TASK OBJECTIVE: Could you swap every "evenodd" in the listing below for "nonzero", keep everything else unchanged, and omit the pictures from your reply?

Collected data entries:
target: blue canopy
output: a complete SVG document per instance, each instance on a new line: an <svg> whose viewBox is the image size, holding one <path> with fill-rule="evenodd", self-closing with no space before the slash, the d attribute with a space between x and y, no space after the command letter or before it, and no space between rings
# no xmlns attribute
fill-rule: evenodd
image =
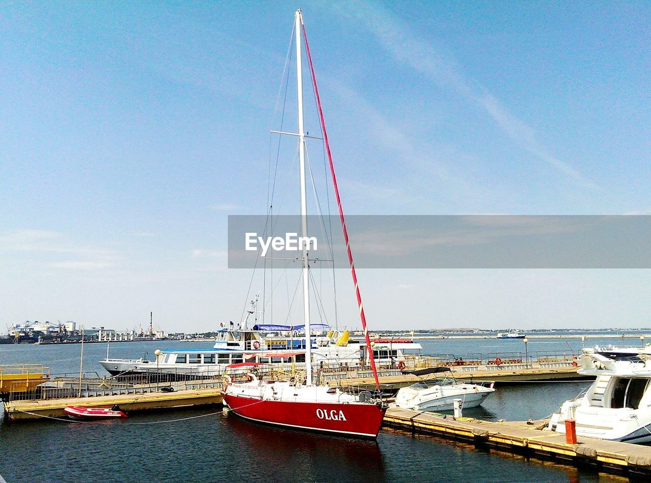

THE RESPONSE:
target: blue canopy
output: a complete SVG document per instance, each instance on a new line: an <svg> whose viewBox is the image size, holding one <path> with fill-rule="nonzero", self-closing with no space before the slash, the d attribute with a space between x and y, no space after the command letter or before it, and no space between rings
# no xmlns attribute
fill-rule: nonzero
image =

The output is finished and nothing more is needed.